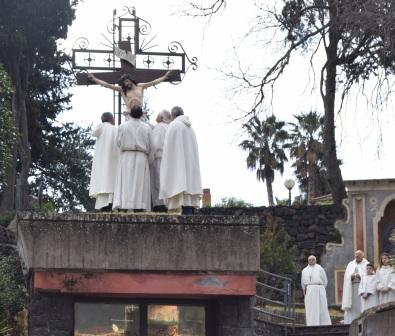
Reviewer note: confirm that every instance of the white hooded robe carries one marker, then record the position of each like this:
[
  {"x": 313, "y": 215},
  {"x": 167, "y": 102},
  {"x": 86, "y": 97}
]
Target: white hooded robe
[
  {"x": 351, "y": 302},
  {"x": 385, "y": 279},
  {"x": 104, "y": 165},
  {"x": 132, "y": 187},
  {"x": 314, "y": 281},
  {"x": 368, "y": 285},
  {"x": 180, "y": 181},
  {"x": 158, "y": 140}
]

» **Problem details**
Copy every line of the records above word for word, but leave out the pictures.

» **Written answer**
Reviewer note: confirm that every instance of the white hooded robe carries one marker, then record the position of each like this:
[
  {"x": 313, "y": 215},
  {"x": 167, "y": 102},
  {"x": 86, "y": 97}
]
Target: white hooded robe
[
  {"x": 351, "y": 302},
  {"x": 385, "y": 279},
  {"x": 104, "y": 165},
  {"x": 132, "y": 187},
  {"x": 314, "y": 281},
  {"x": 368, "y": 285},
  {"x": 180, "y": 181},
  {"x": 158, "y": 140}
]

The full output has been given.